The new company is valued at about 2.07 billion dollars and folds in MBRF’s plants in Saudi Arabia and the United Arab Emirates, distribution arms in Saudi Arabia, the UAE, Qatar, Kuwait and Oman, and the direct-export business serving the Middle East and North Africa. MBRF’s Turkey assets stay outside the structure.

What the Sadia Halal Closing Sets Up

At closing, MBRF holds 90 percent of Sadia Halal and the Saudi side 10 percent. The Saudi entity has already paid 24.3 million dollars in cash and is committed to a further 73.1 million dollars in primary capital by the end of 2026.

A secondary purchase of 170.5 million dollars in BRF GmbH shares will follow by June 2027, lifting the Saudi minimum stake to 20 percent. The contract leaves room for that share to climb to 40 percent before the Sadia Halal closing reaches its planned next chapter, an initial public offering on the Tadawul stock exchange in Riyadh.

[The tasks]
1 > List every dollar amount given in the passage on the Sadia Halal deal.
2 > Reproduce verbatim the part of the Sadia Halal passage that starts at the words "A secondary purchase" and ends after the words "exchange in Riyadh.".

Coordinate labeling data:
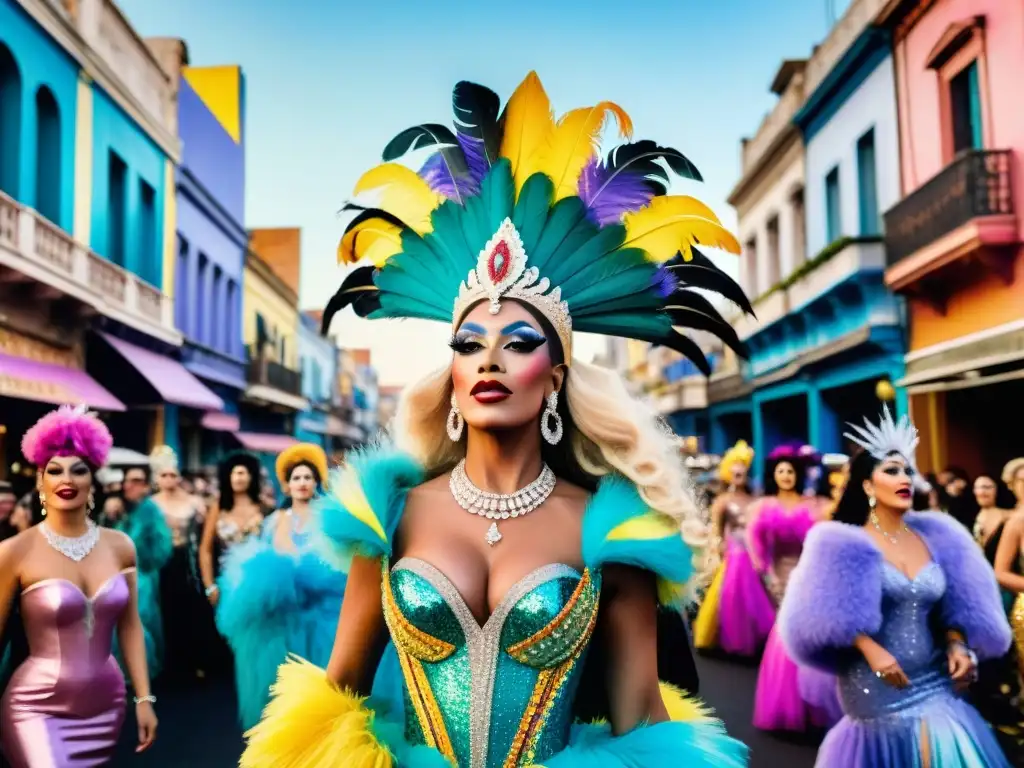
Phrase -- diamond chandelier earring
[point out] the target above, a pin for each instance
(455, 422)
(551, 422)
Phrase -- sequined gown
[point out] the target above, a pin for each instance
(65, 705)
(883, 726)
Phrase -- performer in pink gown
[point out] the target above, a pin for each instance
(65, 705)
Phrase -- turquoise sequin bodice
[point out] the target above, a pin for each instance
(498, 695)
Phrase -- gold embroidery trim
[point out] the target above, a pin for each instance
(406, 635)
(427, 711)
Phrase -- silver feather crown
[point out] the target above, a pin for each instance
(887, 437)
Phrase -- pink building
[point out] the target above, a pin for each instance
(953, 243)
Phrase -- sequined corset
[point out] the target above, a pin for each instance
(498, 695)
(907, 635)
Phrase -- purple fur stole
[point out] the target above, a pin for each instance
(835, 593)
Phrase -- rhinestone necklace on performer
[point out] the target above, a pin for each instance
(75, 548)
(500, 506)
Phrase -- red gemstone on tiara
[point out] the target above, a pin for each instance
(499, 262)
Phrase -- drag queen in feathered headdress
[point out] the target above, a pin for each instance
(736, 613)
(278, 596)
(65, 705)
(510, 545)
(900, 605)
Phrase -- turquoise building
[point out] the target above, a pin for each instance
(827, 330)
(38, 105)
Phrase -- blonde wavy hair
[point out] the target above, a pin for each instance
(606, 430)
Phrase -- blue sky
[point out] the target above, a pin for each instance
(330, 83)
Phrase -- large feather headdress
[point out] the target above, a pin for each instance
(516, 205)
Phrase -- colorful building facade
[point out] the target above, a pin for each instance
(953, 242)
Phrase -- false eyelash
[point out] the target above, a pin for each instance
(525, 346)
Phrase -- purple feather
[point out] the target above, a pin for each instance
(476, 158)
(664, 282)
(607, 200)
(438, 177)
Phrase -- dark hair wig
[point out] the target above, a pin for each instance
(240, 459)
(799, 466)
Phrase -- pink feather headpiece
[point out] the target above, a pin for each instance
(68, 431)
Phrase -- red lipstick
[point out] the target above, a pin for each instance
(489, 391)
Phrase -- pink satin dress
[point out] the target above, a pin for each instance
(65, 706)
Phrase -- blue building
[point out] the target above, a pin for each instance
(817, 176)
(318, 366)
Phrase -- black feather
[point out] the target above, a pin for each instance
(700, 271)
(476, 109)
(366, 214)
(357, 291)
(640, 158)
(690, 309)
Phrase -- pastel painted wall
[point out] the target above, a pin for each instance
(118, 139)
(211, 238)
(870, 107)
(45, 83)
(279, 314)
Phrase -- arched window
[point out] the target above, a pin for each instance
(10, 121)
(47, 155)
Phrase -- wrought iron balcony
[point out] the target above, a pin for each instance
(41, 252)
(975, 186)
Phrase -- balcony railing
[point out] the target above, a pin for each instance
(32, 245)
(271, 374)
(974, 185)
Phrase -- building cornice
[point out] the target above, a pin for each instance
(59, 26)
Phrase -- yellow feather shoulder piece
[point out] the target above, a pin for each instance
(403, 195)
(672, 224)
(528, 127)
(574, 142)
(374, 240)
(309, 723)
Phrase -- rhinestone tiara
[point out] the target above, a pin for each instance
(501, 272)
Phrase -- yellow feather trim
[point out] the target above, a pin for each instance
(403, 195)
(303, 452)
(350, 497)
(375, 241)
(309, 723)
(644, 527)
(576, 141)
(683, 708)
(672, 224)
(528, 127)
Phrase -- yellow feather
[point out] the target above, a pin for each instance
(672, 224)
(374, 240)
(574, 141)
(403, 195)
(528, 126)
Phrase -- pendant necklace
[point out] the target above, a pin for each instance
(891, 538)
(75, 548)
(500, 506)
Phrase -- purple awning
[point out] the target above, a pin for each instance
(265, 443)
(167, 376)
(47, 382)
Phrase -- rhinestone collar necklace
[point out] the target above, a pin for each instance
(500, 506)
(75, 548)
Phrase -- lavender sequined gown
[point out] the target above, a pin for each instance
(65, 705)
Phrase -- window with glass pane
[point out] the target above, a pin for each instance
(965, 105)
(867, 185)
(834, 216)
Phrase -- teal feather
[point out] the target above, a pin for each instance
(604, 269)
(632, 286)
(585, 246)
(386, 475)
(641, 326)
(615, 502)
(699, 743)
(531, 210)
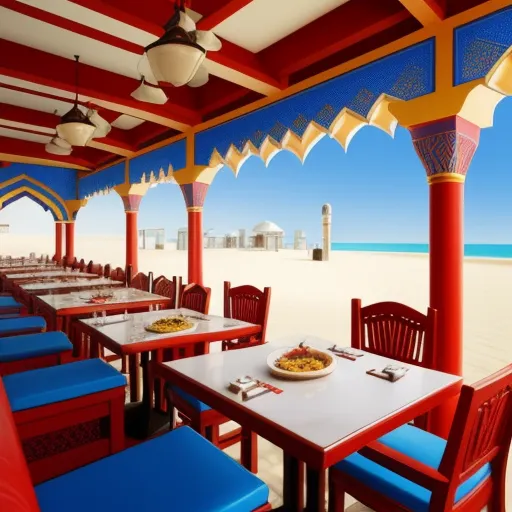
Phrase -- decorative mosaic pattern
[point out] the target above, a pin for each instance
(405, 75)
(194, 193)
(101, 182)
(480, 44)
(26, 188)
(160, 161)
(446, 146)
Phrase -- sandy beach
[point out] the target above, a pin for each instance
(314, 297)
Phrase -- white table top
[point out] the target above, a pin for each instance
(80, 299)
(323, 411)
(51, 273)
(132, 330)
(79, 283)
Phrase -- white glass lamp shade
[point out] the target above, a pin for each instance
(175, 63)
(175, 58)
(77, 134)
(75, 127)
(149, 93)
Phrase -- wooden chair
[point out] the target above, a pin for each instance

[Solved problems]
1 > 2.07 billion dollars; 24.3 million dollars; 73.1 million dollars; 170.5 million dollars

2 >
A secondary purchase of 170.5 million dollars in BRF GmbH shares will follow by June 2027, lifting the Saudi minimum stake to 20 percent. The contract leaves room for that share to climb to 40 percent before the Sadia Halal closing reaches its planned next chapter, an initial public offering on the Tadawul stock exchange in Riyadh.